- EXERCISE REQUIREMENTS
1. Translate this sentence from the news article about the Roger Clemens documents into Spanish: "Jays president Paul Beeston did not reply to a phone message seeking his comment."
2. Write what comes next in the news article about the Roger Clemens documents, picking up right after its final sentence.
***** EXCERPT PROVIDED *****
Toronto Police have turned over documents removed from Toronto Blue Jays offices to U.S. authorities in connection with the perjury case against seven-time Cy Young winning pitcher Roger Clemens.
Two Toronto officers executed the search in June, an Associated Press report said, and assisted the U.S. Justice Department by forwarding two boxes they obtained, according to Toronto police spokesman Constable Tony Vella. The police spokesman would not say whether the documents were medical records.
The Blue Jays are maintaining silence on the Clemens matter. Blue Jays physician Dr. Ron Taylor said through an associate "he did not know under what circumstances the documents were obtained and will make no comments," while Blue Jays spokesman Jay Stenhouse said the club will not comment "about matters pending before courts, other than to confirm that it is our policy to comply with all valid legal process."
Jays president Paul Beeston did not reply to a phone message seeking his comment.
In August, Clemens pleaded not guilty in the United States to charges of lying to Congress about whether he used steroids or human growth hormone. Federal prosecutors didn't believe Clemens's testimony to Congress. They subsequently charged the seven-time Cy Young Award winner with making false statements, perjury and obstruction of Congress.
***** INFORMATION PROVIDED *****
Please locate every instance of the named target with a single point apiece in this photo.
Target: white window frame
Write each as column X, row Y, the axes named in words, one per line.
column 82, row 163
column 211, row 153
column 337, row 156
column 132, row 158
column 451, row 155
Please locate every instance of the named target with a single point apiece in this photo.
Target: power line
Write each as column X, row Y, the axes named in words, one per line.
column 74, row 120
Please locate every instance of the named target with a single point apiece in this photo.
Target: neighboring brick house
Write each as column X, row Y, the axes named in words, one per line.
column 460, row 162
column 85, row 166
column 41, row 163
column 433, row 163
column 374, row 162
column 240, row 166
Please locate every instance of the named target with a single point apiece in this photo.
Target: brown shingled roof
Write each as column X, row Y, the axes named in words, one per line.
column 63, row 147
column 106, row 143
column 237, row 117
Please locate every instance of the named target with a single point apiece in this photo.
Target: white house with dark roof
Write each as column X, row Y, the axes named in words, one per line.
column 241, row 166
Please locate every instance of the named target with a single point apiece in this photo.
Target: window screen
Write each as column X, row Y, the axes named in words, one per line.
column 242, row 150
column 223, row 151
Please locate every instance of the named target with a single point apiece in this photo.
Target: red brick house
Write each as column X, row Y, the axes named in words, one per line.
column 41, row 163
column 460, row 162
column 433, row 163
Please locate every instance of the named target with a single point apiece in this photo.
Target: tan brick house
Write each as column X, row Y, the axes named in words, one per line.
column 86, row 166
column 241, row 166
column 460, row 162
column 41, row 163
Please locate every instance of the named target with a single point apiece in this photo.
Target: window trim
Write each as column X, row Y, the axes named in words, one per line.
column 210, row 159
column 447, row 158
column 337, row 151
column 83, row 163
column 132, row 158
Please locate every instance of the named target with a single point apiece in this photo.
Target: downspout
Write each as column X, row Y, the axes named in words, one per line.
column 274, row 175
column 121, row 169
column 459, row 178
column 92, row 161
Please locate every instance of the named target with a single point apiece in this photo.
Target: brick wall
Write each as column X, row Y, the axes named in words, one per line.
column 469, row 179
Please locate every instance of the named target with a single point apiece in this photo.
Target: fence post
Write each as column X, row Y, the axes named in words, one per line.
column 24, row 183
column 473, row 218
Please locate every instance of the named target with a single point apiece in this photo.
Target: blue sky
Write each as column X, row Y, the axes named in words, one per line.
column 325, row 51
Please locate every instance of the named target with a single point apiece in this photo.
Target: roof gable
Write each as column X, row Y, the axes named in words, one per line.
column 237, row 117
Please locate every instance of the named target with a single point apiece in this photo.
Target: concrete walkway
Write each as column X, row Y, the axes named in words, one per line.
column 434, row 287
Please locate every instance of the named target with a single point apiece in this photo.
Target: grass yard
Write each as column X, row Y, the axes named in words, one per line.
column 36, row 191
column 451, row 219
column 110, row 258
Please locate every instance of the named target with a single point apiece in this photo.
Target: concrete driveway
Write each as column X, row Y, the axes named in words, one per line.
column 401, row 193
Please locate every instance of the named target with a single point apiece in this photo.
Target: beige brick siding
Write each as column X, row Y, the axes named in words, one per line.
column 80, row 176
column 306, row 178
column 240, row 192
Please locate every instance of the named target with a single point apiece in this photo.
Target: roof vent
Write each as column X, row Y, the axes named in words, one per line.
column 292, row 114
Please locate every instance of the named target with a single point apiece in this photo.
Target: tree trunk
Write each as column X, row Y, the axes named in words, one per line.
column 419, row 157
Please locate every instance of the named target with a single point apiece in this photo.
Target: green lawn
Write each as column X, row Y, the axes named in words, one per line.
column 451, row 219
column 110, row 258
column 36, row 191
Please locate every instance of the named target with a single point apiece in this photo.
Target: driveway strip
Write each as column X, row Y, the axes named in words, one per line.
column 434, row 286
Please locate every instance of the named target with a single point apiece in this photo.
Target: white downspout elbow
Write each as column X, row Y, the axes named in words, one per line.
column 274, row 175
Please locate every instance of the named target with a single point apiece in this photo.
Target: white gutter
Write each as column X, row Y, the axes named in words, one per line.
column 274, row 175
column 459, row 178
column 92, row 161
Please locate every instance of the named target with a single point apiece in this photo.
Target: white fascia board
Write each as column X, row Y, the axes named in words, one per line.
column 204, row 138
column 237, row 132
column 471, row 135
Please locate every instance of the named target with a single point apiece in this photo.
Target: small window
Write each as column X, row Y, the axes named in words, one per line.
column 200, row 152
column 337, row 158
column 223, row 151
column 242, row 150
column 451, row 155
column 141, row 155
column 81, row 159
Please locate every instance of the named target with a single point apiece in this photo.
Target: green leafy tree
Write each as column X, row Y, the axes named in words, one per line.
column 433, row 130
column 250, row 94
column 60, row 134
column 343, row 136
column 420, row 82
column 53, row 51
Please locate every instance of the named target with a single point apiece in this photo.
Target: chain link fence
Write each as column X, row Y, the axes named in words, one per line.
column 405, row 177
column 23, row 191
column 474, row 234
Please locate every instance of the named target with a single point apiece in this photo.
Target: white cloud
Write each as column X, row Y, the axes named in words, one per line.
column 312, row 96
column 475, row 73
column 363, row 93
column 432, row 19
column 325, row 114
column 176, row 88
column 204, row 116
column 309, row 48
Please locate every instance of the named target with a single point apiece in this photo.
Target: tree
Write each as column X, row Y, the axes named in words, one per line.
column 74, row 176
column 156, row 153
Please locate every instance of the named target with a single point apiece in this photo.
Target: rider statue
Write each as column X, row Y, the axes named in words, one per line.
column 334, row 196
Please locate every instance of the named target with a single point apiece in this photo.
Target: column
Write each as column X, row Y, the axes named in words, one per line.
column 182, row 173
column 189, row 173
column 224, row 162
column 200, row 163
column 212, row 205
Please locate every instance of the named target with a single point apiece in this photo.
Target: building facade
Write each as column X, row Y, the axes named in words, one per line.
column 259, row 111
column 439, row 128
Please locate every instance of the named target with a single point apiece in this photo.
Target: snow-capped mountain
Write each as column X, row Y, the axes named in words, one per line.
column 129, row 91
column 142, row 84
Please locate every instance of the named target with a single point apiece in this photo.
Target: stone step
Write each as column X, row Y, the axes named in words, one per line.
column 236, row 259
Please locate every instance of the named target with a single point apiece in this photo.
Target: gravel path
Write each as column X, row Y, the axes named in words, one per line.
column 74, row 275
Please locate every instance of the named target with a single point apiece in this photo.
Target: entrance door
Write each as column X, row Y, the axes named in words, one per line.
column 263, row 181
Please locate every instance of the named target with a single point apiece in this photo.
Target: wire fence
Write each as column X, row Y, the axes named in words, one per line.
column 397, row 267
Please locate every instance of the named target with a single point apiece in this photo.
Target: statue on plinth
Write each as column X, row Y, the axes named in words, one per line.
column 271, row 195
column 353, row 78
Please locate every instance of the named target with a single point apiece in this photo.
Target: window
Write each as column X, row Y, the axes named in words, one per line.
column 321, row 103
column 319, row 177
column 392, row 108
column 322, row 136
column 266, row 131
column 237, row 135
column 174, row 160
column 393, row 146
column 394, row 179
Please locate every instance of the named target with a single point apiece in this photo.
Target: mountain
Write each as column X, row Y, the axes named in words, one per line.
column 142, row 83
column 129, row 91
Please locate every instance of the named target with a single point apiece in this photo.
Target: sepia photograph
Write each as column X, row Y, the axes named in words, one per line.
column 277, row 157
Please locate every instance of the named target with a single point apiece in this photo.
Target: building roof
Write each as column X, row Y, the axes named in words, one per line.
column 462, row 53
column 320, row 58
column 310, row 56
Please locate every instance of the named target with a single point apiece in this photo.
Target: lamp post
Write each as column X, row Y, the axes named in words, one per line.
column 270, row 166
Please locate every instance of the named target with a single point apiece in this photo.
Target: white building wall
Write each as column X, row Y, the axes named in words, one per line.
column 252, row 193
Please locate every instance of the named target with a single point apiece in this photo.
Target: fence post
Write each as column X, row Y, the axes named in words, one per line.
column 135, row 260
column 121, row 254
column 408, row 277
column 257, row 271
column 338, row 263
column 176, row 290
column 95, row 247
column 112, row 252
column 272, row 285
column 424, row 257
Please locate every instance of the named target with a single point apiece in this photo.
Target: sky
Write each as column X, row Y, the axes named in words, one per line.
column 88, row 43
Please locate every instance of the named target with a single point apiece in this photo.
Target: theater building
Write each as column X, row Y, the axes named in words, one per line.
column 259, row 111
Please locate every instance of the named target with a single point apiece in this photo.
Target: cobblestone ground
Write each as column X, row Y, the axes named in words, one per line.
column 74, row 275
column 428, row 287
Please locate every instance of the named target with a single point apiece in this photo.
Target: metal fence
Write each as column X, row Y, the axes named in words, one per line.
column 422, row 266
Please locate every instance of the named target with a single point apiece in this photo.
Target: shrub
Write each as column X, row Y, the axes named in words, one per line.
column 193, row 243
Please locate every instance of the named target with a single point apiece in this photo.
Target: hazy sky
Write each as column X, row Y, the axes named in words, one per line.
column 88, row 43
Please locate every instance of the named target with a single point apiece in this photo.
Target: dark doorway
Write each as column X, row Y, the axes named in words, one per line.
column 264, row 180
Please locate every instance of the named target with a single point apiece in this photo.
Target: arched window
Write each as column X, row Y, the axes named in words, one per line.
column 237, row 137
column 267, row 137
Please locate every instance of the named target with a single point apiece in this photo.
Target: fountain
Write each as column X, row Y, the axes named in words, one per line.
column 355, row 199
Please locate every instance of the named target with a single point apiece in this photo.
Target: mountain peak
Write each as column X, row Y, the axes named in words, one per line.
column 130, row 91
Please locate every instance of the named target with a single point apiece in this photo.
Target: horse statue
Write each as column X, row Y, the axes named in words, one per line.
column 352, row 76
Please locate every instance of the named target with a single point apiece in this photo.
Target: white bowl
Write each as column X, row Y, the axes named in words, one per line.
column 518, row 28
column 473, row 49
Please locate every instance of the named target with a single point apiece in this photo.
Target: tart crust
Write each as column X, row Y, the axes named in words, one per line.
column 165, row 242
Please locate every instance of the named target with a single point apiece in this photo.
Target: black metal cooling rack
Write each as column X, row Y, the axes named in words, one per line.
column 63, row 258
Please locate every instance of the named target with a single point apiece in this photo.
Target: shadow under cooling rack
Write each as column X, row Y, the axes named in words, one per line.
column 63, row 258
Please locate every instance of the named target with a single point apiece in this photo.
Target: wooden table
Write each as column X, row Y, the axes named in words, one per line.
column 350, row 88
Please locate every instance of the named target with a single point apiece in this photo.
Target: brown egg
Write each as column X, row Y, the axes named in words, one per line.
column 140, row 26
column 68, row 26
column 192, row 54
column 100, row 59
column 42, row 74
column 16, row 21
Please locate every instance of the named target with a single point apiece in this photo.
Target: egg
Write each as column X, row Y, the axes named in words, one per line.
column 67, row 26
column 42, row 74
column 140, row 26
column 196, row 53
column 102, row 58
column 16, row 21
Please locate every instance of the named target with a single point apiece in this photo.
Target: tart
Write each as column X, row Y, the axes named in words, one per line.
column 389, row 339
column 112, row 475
*****
- RESPONSES BY ITEM NUMBER
1. El presidente de los Jays, Paul Beeston, no respondió a un mensaje telefónico en el que se le pedía su comentario.

2.
Two of Clemens's Cy Young Awards were won in Toronto, where be played the 1997 and 1998 seasons for about $8.5-million (U.S.) each year.
Most of the accusations against Clemens are based on the word of Brian McNamee, once the Blue Jays' strength and conditioning coach. McNamee joined the Toronto club in 1998. Before that, McNamee had worked at the U.S. national training centre and with the New York City police.
At Clemens's arraignment last week, government lawyer Steven Durham said there was "voluminous" scientific evidence that needed to be reviewed before the trial could start, tentatively in April. That may include the syringes McNamee alleges he used to inject the pitcher with drugs. It might also include information from the documents received from the Blue Jays.
A report on the New York Daily News website says Clemens suffered an infection on his buttocks in July of 1998 while with the Blue Jays. McNamee said that the abscess was the result of an injection of the anabolic steroid Winstrol - the body-building steroid that brought down Canadian sprinter Ben Johnson - that McNamee had given Clemens that summer. The Blue Jays medical staff ordered an MRI of the injury and prescribed an antibiotic for it, the Daily News site reported.
Clemens later testified before a congressional committee that the abscess was caused by injections of Vitamin B12 and the local anesthetic lidocaine that he said were given to him by team staff, including McNamee. The trainer subsequently denied having injected B12 or having heard of lidocaine before January of 2008.
Clemens faces three counts of making false statements, two counts of perjury and one count of obstruction of Congress. The 48-year-old Clemens says he will fight the charges.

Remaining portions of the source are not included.